* **Exercise directions**:
Count the lines of the material that contain the word "gravel", and reply with only that number.

— begin Record list —

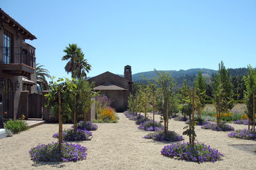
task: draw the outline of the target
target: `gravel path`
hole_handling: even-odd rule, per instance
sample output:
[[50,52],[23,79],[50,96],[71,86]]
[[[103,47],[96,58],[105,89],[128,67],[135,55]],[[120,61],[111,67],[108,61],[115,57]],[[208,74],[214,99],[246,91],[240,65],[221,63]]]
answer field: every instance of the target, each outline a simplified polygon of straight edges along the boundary
[[[223,160],[215,163],[198,163],[178,160],[161,155],[167,143],[142,139],[148,132],[139,130],[135,122],[118,113],[118,124],[98,124],[91,141],[77,143],[88,148],[87,158],[77,162],[35,163],[28,151],[39,143],[56,141],[52,135],[58,131],[58,124],[43,124],[22,131],[12,137],[0,139],[1,169],[255,169],[256,154],[253,147],[241,150],[232,144],[256,144],[256,141],[232,139],[228,132],[202,129],[196,126],[196,139],[224,154]],[[156,115],[156,120],[159,116]],[[64,128],[71,124],[64,125]],[[169,129],[182,134],[183,122],[170,120]],[[232,124],[235,129],[247,126]],[[185,141],[188,138],[185,136]]]

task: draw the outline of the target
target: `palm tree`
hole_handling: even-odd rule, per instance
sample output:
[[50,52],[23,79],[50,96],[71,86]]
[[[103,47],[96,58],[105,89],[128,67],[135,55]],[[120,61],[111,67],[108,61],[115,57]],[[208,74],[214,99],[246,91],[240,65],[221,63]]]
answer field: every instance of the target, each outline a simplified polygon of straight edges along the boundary
[[36,77],[37,80],[40,82],[39,84],[42,90],[45,90],[49,89],[49,85],[47,80],[46,80],[46,77],[50,78],[51,76],[49,75],[49,71],[43,68],[43,67],[45,67],[43,65],[40,65],[39,63],[36,64]]
[[66,54],[62,57],[62,60],[70,60],[66,65],[64,69],[68,74],[71,72],[71,76],[74,78],[74,72],[76,68],[75,60],[77,60],[81,55],[81,50],[80,48],[77,47],[76,44],[69,44],[68,46],[66,46],[66,49],[63,50]]
[[85,54],[81,52],[79,58],[75,62],[76,67],[78,69],[78,72],[77,73],[77,78],[79,78],[81,77],[87,78],[87,73],[91,70],[91,65],[87,63],[87,60],[84,58]]

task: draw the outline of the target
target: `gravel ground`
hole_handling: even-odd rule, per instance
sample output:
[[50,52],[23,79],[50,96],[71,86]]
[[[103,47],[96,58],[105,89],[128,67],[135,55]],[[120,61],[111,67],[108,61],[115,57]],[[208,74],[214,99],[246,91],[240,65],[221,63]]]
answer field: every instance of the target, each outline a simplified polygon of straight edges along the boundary
[[[91,141],[77,143],[88,148],[87,158],[77,162],[39,162],[30,160],[28,151],[39,143],[56,141],[52,135],[58,130],[58,124],[43,124],[13,137],[0,139],[1,169],[255,169],[256,141],[233,139],[229,132],[202,129],[196,126],[196,139],[218,149],[224,157],[215,163],[198,163],[163,156],[161,150],[167,143],[142,139],[148,132],[139,130],[135,122],[118,113],[117,124],[98,124]],[[156,115],[156,120],[159,115]],[[64,128],[71,124],[64,125]],[[182,134],[183,122],[170,120],[169,129]],[[236,129],[247,126],[232,124]],[[188,138],[184,137],[185,141]],[[247,145],[247,149],[233,144]],[[249,147],[249,148],[248,148]],[[248,151],[249,150],[249,151]]]

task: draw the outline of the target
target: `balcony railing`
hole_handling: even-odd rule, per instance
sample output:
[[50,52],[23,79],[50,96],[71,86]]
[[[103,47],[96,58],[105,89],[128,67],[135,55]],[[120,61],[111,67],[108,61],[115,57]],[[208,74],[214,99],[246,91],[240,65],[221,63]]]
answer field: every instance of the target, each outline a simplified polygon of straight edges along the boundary
[[3,60],[0,58],[0,63],[24,64],[33,67],[33,54],[22,47],[1,47],[0,50],[2,51],[0,55],[3,56]]

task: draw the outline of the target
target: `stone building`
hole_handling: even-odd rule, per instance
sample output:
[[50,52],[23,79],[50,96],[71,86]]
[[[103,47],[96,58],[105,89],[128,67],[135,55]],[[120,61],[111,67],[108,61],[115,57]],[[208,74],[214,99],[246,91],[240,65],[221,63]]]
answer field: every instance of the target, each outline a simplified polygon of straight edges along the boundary
[[0,8],[0,115],[6,118],[28,118],[28,95],[37,93],[35,48],[27,39],[36,37]]
[[125,67],[124,77],[107,71],[88,79],[88,81],[95,82],[95,91],[99,91],[100,94],[108,96],[113,101],[111,106],[117,112],[123,112],[127,109],[128,96],[132,93],[133,83],[130,65]]

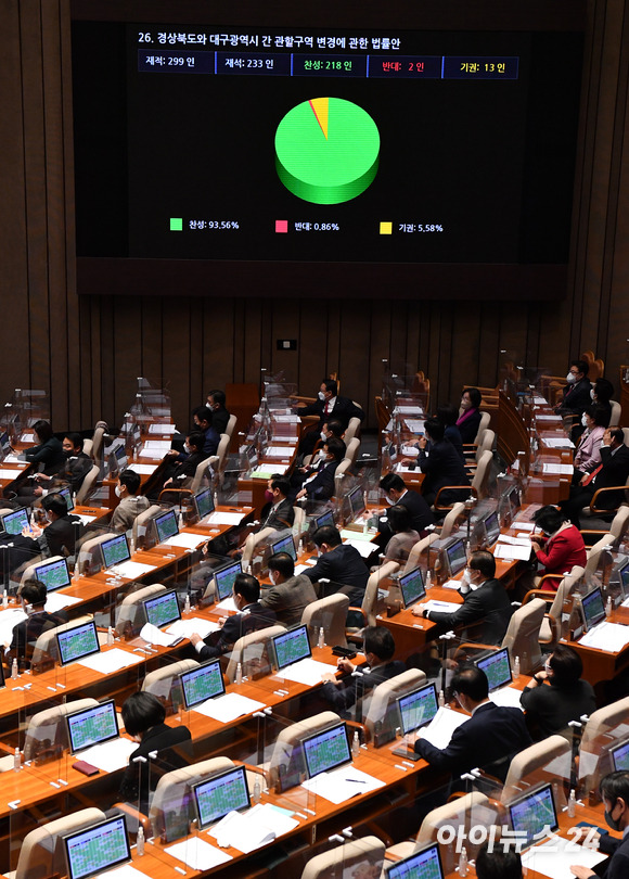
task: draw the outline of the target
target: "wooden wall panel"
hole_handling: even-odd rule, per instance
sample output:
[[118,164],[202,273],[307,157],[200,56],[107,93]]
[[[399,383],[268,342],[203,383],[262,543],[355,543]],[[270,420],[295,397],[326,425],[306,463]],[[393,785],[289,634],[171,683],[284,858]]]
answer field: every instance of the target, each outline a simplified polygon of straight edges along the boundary
[[[368,408],[382,360],[423,369],[433,406],[461,385],[496,384],[505,349],[564,374],[586,347],[616,381],[629,335],[628,0],[591,0],[575,183],[570,283],[563,302],[449,303],[418,297],[220,302],[138,297],[79,301],[75,290],[68,0],[3,0],[0,78],[0,294],[5,316],[0,405],[43,386],[56,430],[119,423],[136,378],[169,381],[175,416],[213,386],[284,370],[305,394],[338,370],[343,393]],[[115,293],[115,291],[112,291]],[[9,319],[8,319],[9,318]],[[297,352],[277,340],[296,339]]]

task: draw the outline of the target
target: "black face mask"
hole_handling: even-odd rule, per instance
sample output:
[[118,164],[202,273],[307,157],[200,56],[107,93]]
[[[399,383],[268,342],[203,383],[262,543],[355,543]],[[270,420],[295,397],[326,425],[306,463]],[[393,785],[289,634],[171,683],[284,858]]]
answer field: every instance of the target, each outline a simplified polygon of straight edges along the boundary
[[612,817],[612,812],[614,811],[615,805],[616,803],[614,803],[612,808],[605,810],[605,820],[607,821],[612,830],[620,830],[621,829],[620,821]]

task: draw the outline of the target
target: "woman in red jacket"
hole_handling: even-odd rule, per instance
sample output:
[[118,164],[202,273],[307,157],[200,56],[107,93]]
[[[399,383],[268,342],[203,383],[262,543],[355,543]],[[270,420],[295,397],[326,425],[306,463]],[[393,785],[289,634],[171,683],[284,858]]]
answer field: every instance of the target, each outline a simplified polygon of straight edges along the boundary
[[[567,521],[556,507],[542,507],[534,514],[534,521],[543,537],[532,539],[532,550],[543,565],[543,574],[564,574],[575,564],[585,566],[586,545],[580,531]],[[544,584],[544,589],[552,589]]]

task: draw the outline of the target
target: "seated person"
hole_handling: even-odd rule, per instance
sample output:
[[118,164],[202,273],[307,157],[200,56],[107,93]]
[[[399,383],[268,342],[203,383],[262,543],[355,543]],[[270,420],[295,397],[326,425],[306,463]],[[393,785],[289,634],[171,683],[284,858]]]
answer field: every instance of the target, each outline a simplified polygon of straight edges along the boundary
[[384,550],[383,563],[395,561],[403,564],[408,561],[411,549],[421,539],[420,534],[413,528],[413,520],[403,504],[398,504],[388,510],[388,524],[393,537]]
[[480,426],[480,410],[479,406],[483,402],[483,395],[477,387],[466,387],[461,396],[462,412],[457,419],[457,428],[461,442],[464,445],[470,445],[476,440],[478,428]]
[[115,492],[116,497],[120,498],[120,502],[114,510],[111,522],[112,531],[117,534],[133,527],[136,519],[151,506],[149,498],[138,494],[141,482],[140,474],[130,468],[124,470],[118,476]]
[[[625,434],[620,428],[607,428],[601,445],[601,463],[581,480],[580,485],[570,487],[567,500],[559,506],[575,527],[580,527],[580,514],[588,507],[599,488],[613,488],[625,485],[629,476],[629,448],[625,445]],[[615,510],[625,502],[625,492],[605,492],[596,499],[596,508]],[[564,569],[565,570],[565,569]]]
[[287,552],[275,552],[269,559],[270,587],[262,586],[260,604],[274,611],[283,626],[296,626],[317,593],[306,574],[295,575],[295,562]]
[[[150,787],[155,788],[159,774],[155,766],[151,766],[149,757],[154,751],[163,759],[163,772],[181,768],[191,762],[192,752],[190,746],[190,729],[187,726],[168,726],[166,719],[166,709],[162,702],[151,692],[133,692],[123,704],[123,723],[125,730],[139,742],[129,756],[129,765],[125,769],[125,775],[120,782],[118,799],[124,802],[138,803],[140,812],[149,812]],[[171,751],[176,746],[183,746],[181,751]],[[167,751],[168,753],[164,753]],[[138,761],[136,757],[146,757],[146,762]],[[155,760],[153,756],[152,760]],[[151,776],[153,784],[151,785]]]
[[[321,688],[321,697],[329,703],[332,711],[347,716],[348,710],[363,696],[384,680],[390,680],[406,671],[403,662],[394,660],[396,645],[394,637],[384,626],[368,626],[364,629],[362,652],[367,659],[367,666],[360,666],[363,672],[360,677],[351,677],[356,665],[345,657],[339,657],[336,667],[343,672],[344,677],[325,674]],[[357,699],[358,697],[358,699]]]
[[586,360],[572,360],[567,384],[564,387],[562,399],[555,406],[557,415],[577,416],[577,421],[592,402],[592,385],[588,379],[590,367]]
[[447,748],[418,738],[415,753],[453,777],[478,766],[504,780],[511,757],[532,744],[523,712],[490,702],[487,675],[476,665],[455,672],[450,686],[459,705],[472,716],[457,727]]
[[[585,566],[587,553],[583,538],[580,531],[567,521],[564,512],[549,504],[534,513],[532,521],[543,535],[531,538],[532,551],[543,565],[542,574],[561,575],[575,564]],[[552,590],[553,587],[544,584],[543,588]]]
[[496,559],[491,552],[478,550],[470,556],[461,594],[464,601],[453,613],[427,611],[425,604],[415,604],[412,612],[415,616],[424,616],[432,623],[437,623],[442,632],[478,623],[473,630],[462,633],[464,640],[500,644],[504,638],[513,609],[506,589],[499,579],[496,579]]
[[595,470],[601,463],[601,443],[605,435],[605,428],[609,425],[609,416],[604,406],[592,404],[588,406],[581,417],[585,428],[579,438],[575,459],[573,485],[580,485],[583,476]]
[[317,564],[305,571],[304,574],[311,583],[320,579],[331,581],[325,587],[325,594],[342,593],[349,596],[349,603],[359,608],[364,597],[369,571],[362,556],[356,547],[344,544],[338,528],[334,525],[323,525],[317,528],[312,540],[319,552]]
[[41,633],[67,621],[65,613],[46,611],[47,593],[46,584],[34,577],[26,579],[17,593],[22,610],[27,616],[14,626],[11,644],[4,644],[4,653],[10,663],[13,659],[17,659],[17,666],[21,670],[30,667],[33,648]]
[[38,463],[41,470],[50,475],[55,473],[65,463],[63,447],[52,432],[48,421],[36,421],[33,425],[33,433],[37,440],[37,445],[27,448],[24,457],[30,463]]
[[[36,499],[41,497],[44,491],[54,491],[62,485],[69,485],[74,493],[81,487],[85,477],[92,469],[92,459],[82,450],[84,441],[80,433],[66,433],[62,443],[63,463],[57,468],[56,473],[47,475],[37,473],[35,476],[36,487],[29,488],[28,493]],[[22,491],[18,492],[23,495]]]
[[275,622],[273,611],[260,603],[260,584],[251,574],[236,574],[233,600],[238,613],[228,616],[219,632],[213,632],[205,641],[196,634],[191,636],[190,640],[202,662],[221,657],[231,650],[240,638],[251,632],[272,626]]
[[334,494],[334,474],[345,457],[345,443],[333,436],[323,444],[323,458],[312,476],[304,483],[296,499],[328,500]]
[[607,424],[612,420],[612,397],[614,395],[614,385],[608,379],[596,379],[594,386],[591,390],[592,403],[598,403],[602,406],[607,413]]
[[[420,536],[425,537],[425,528],[435,524],[435,517],[425,498],[413,492],[412,488],[407,488],[405,481],[397,473],[387,473],[386,476],[383,476],[380,481],[380,487],[391,508],[401,504],[409,511],[413,528],[420,533]],[[388,511],[386,519],[388,520]],[[380,520],[380,532],[386,539],[391,535],[388,522],[384,521],[383,518]]]
[[[444,438],[444,425],[436,418],[428,418],[424,423],[425,436],[421,436],[418,442],[420,454],[418,456],[418,467],[424,473],[422,483],[422,495],[426,504],[434,504],[435,498],[445,485],[470,485],[470,477],[465,472],[463,462],[454,446]],[[428,442],[431,443],[427,448]],[[458,500],[466,500],[470,497],[468,488],[444,492],[439,498],[440,506],[455,504]]]
[[306,433],[299,443],[299,451],[304,455],[312,451],[318,433],[323,430],[323,424],[330,419],[341,421],[344,430],[347,430],[350,418],[364,420],[364,411],[360,406],[357,406],[349,397],[338,396],[338,384],[333,379],[325,379],[321,382],[318,399],[314,403],[308,406],[299,404],[298,415],[319,418],[319,429]]
[[[476,388],[472,388],[476,390]],[[440,421],[444,425],[444,436],[448,440],[454,448],[463,463],[465,463],[465,455],[463,453],[463,441],[461,440],[461,431],[457,426],[457,421],[459,419],[459,412],[455,406],[452,406],[451,403],[447,403],[445,406],[439,406],[437,409],[437,421]],[[480,421],[480,419],[478,419]],[[476,429],[478,432],[478,428]],[[476,435],[476,434],[474,434]]]
[[288,500],[291,494],[291,483],[286,476],[275,473],[267,483],[266,497],[270,496],[270,505],[267,504],[260,517],[260,531],[262,528],[274,528],[283,531],[292,528],[295,521],[295,510]]
[[536,741],[563,732],[570,721],[596,710],[594,690],[591,684],[581,680],[582,673],[583,663],[577,651],[557,644],[543,672],[535,674],[527,684],[519,701]]
[[[616,772],[606,775],[599,788],[605,808],[605,821],[622,838],[609,833],[599,836],[599,848],[611,857],[596,864],[596,870],[589,867],[574,866],[570,871],[577,879],[590,879],[601,876],[603,879],[627,879],[629,876],[629,773]],[[586,828],[589,829],[589,828]],[[578,838],[577,838],[578,839]]]

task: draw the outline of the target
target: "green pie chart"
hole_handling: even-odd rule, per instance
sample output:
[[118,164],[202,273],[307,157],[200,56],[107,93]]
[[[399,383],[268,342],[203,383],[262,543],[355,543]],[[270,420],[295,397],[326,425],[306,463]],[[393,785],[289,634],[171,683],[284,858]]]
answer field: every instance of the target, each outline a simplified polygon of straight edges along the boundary
[[286,113],[275,131],[275,168],[293,195],[313,204],[356,199],[377,173],[377,126],[358,104],[312,98]]

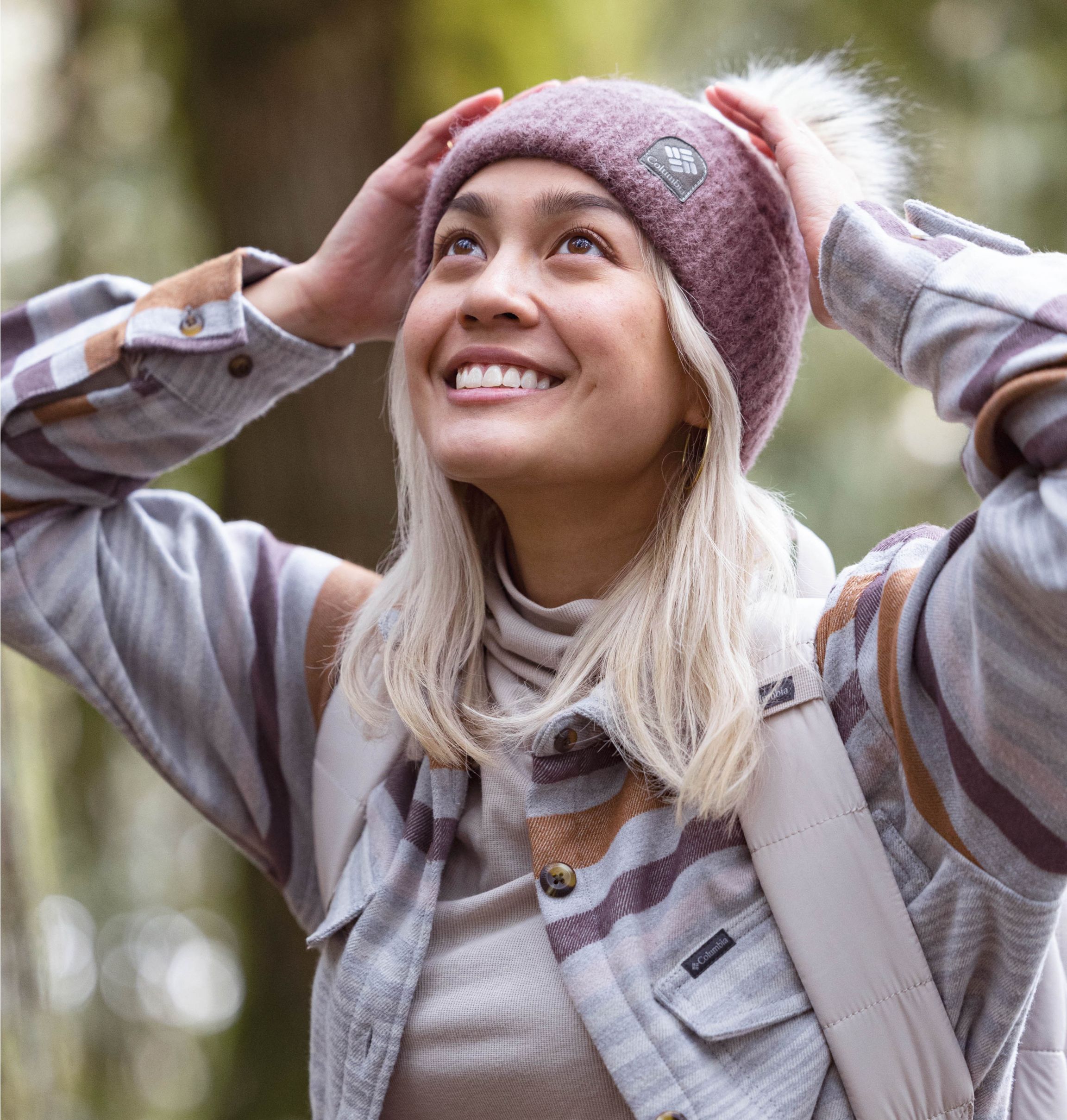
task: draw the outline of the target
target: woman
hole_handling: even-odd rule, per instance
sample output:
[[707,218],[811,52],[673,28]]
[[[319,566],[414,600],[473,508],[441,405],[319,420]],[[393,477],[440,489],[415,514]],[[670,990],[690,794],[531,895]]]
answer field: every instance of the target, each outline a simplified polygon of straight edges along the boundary
[[[1067,268],[881,205],[886,106],[826,63],[706,97],[490,91],[303,264],[4,319],[4,640],[313,931],[316,1117],[851,1114],[737,824],[752,618],[795,594],[743,473],[808,297],[973,431],[977,514],[842,573],[816,651],[975,1114],[1008,1114],[1067,875]],[[383,579],[140,489],[401,319]],[[324,868],[316,728],[349,703],[384,780]]]

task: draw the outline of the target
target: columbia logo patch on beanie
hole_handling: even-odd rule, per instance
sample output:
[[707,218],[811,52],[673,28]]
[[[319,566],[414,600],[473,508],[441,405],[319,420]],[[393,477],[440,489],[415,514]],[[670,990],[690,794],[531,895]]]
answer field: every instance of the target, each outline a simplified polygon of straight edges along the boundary
[[640,162],[663,179],[680,203],[684,203],[708,178],[708,165],[701,153],[677,137],[657,140],[642,156]]

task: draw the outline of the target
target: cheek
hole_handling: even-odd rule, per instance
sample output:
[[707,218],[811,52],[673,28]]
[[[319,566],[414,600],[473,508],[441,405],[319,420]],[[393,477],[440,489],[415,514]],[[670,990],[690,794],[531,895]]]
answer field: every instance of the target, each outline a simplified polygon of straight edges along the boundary
[[662,444],[684,418],[689,379],[658,293],[642,286],[626,296],[573,307],[561,334],[581,356],[581,395],[596,402],[607,426]]

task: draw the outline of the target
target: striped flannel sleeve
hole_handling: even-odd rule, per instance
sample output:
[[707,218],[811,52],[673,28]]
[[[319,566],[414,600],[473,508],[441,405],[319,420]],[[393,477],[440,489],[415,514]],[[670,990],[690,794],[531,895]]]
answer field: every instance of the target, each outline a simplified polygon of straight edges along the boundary
[[982,501],[842,572],[817,650],[846,741],[877,721],[926,824],[1050,899],[1067,876],[1067,256],[906,214],[842,207],[822,287],[845,329],[970,428]]
[[3,316],[2,623],[311,926],[328,647],[373,577],[143,488],[344,356],[243,299],[283,263],[238,250],[155,287],[95,277]]

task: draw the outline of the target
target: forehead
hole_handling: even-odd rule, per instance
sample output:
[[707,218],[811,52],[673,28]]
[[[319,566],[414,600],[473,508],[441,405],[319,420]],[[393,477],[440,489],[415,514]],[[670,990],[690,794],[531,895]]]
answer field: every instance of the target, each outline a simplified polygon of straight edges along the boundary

— end Record list —

* **Result below**:
2